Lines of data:
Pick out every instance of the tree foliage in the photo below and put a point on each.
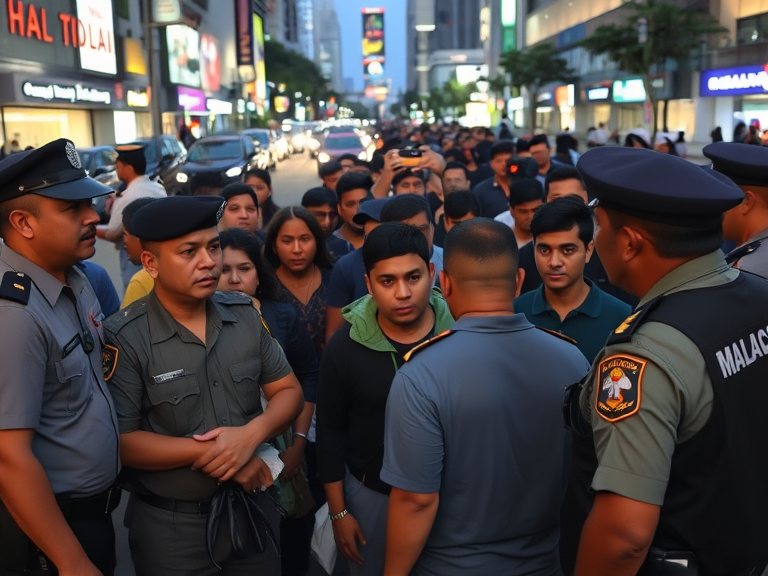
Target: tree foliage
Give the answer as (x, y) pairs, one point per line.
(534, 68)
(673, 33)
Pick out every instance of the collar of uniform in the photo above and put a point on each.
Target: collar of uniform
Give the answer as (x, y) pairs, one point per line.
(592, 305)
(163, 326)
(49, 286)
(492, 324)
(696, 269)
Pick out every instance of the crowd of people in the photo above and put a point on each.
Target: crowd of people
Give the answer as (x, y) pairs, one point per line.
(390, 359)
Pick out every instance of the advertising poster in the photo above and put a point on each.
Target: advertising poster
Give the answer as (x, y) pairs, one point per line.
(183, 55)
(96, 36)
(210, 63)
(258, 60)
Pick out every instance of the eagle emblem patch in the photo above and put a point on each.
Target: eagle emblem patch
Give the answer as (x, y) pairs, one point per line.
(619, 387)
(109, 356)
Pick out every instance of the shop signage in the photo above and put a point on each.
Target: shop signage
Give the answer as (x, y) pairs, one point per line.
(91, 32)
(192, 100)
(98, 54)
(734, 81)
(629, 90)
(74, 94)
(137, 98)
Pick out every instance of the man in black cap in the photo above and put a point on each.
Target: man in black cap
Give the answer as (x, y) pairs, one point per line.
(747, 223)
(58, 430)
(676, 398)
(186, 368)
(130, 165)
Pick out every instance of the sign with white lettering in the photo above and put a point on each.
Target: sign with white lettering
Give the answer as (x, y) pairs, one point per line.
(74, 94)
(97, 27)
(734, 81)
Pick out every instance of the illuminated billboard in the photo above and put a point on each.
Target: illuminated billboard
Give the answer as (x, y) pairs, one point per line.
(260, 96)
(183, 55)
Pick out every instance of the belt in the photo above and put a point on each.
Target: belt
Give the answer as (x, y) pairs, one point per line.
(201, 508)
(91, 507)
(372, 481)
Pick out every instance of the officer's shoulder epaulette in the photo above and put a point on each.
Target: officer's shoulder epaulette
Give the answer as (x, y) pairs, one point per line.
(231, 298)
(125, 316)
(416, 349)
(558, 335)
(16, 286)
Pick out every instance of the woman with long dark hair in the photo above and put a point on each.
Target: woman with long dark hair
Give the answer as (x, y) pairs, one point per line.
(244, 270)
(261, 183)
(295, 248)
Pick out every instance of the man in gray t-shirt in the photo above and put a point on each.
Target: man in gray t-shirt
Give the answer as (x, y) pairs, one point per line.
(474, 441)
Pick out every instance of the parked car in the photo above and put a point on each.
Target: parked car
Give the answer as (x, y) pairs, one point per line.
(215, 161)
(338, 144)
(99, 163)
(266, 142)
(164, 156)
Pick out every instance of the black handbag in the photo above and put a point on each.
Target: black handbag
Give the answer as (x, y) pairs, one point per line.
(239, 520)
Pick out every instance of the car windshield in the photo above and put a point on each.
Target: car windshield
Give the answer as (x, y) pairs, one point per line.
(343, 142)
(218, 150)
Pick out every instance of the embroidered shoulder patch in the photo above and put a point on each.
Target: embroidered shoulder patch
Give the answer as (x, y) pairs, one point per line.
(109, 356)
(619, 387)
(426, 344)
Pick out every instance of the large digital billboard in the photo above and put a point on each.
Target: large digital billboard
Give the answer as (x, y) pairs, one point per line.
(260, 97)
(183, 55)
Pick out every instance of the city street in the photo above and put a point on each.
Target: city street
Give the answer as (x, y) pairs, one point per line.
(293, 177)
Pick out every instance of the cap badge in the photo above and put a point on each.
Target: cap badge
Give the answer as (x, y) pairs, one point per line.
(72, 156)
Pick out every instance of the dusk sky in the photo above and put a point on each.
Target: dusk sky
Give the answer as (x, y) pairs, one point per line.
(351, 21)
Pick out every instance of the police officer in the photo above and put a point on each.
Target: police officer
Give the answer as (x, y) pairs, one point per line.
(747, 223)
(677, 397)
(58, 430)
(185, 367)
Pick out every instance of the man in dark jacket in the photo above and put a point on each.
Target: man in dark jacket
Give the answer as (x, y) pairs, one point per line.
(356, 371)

==

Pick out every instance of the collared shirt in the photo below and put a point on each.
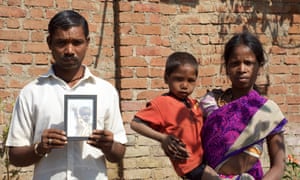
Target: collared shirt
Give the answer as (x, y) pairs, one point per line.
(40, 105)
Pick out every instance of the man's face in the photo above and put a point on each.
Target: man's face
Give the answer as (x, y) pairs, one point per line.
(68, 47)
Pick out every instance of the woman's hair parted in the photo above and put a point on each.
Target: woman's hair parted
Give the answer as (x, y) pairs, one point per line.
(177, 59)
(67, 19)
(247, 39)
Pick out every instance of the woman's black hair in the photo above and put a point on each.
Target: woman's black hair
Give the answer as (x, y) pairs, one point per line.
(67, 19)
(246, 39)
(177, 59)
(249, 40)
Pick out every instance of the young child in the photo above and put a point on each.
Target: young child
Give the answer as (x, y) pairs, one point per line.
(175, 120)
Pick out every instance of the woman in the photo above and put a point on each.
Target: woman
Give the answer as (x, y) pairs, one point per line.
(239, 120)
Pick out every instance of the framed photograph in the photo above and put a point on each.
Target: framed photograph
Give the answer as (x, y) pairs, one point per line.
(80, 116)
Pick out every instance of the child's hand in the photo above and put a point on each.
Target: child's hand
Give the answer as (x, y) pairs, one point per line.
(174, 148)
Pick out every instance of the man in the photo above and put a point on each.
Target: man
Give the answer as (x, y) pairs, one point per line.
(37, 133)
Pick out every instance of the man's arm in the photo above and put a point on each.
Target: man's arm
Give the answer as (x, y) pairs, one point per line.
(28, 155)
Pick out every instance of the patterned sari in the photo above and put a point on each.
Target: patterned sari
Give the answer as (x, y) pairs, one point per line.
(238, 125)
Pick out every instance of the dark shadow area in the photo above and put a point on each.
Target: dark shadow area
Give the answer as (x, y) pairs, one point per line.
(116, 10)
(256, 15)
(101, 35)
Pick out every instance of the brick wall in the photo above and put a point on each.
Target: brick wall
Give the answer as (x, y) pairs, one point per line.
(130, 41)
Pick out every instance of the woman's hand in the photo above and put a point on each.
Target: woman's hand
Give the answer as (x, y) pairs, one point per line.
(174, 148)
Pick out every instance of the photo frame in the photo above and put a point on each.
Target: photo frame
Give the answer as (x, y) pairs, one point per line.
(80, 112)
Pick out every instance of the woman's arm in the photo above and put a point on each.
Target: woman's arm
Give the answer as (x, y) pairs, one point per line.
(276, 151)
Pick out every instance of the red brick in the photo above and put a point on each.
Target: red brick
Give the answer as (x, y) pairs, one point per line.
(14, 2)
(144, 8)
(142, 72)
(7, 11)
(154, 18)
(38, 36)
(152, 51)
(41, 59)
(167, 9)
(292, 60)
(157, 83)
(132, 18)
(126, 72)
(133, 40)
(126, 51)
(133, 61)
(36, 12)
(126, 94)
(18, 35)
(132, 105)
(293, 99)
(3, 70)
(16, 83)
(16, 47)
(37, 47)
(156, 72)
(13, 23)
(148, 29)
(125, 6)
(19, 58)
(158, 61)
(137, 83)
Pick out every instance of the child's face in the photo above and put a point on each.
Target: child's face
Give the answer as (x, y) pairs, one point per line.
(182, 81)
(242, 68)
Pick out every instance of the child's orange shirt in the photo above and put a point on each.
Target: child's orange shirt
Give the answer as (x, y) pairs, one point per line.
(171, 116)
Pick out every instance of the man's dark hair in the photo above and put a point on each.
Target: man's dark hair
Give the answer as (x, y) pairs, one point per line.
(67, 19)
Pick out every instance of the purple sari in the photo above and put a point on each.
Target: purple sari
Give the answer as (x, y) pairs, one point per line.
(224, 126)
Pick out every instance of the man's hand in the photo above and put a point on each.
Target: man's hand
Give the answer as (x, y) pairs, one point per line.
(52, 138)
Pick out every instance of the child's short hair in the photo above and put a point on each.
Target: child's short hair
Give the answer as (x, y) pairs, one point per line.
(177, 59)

Exercise directions:
Count the lines in the records that contain the string "photograph". Reply with the number only.

The response:
2